Starting at the line that has "task | one point per instance, each pair like [232, 19]" and stopping after the last line of the items, write out every line again, requests included. Shift each answer coordinate by adding 134 to it, and leave the sample pairs in the requests as they are.

* **Dataset items on where objects are located**
^^^^
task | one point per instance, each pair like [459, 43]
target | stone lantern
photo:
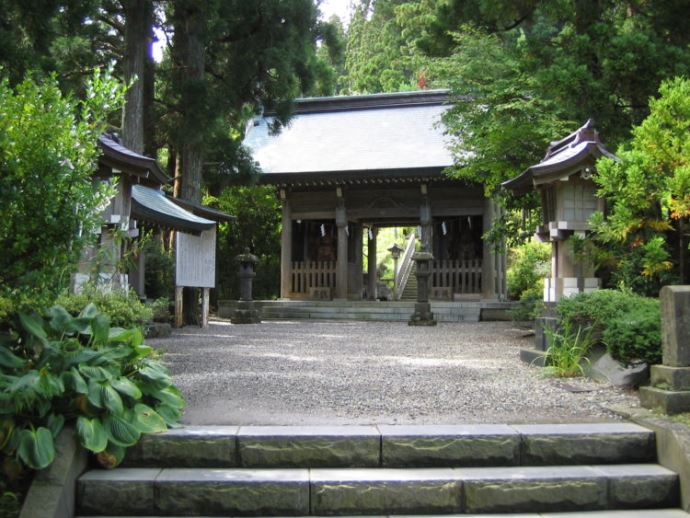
[422, 315]
[246, 312]
[564, 182]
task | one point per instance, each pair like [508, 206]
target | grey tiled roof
[152, 205]
[364, 138]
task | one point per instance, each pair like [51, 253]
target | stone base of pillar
[246, 313]
[422, 315]
[669, 389]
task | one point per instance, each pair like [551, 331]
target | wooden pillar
[205, 305]
[341, 267]
[488, 259]
[371, 264]
[359, 269]
[425, 221]
[179, 314]
[286, 249]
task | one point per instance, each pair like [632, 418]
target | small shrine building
[347, 166]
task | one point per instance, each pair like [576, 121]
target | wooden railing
[461, 276]
[312, 274]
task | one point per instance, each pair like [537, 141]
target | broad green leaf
[89, 312]
[121, 432]
[112, 456]
[111, 399]
[95, 395]
[91, 433]
[147, 420]
[55, 423]
[10, 360]
[101, 329]
[61, 320]
[127, 387]
[33, 324]
[36, 448]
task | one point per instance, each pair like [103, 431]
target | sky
[341, 8]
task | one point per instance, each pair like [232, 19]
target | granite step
[394, 446]
[374, 491]
[631, 513]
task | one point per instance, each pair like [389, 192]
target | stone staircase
[584, 470]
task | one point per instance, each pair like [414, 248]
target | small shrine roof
[563, 158]
[117, 156]
[366, 136]
[153, 205]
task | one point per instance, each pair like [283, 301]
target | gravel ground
[372, 372]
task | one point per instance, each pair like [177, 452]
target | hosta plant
[57, 369]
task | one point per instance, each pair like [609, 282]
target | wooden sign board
[195, 259]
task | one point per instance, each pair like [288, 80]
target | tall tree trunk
[137, 35]
[189, 35]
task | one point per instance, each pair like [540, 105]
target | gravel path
[372, 372]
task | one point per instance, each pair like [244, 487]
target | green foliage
[257, 227]
[566, 351]
[528, 265]
[50, 206]
[59, 369]
[124, 309]
[648, 191]
[636, 334]
[628, 324]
^^^^
* **Reply**
task | one point per instance, each pair like [232, 19]
target | granite step
[528, 580]
[508, 625]
[765, 647]
task | one point per instance, each pair like [389, 192]
target | stone staircase
[718, 604]
task | one point per instance, each pair like [414, 248]
target | small shrine roof
[697, 292]
[251, 290]
[500, 270]
[287, 339]
task | one point per instance, each pair like [283, 301]
target | gravel ground
[506, 506]
task | one point per instance, each pair like [177, 452]
target | hosta plant
[191, 503]
task | one point per instance, each pair like [609, 282]
target | wooden sign board
[329, 393]
task | one point per instance, each pair like [288, 80]
target | tall tree trunk
[271, 169]
[323, 169]
task | one point per instance, each pair like [540, 105]
target | gravel path
[506, 506]
task | one point per instance, each pair like [244, 487]
target | green foliage
[391, 361]
[700, 485]
[662, 399]
[184, 340]
[193, 503]
[258, 443]
[782, 325]
[770, 468]
[762, 458]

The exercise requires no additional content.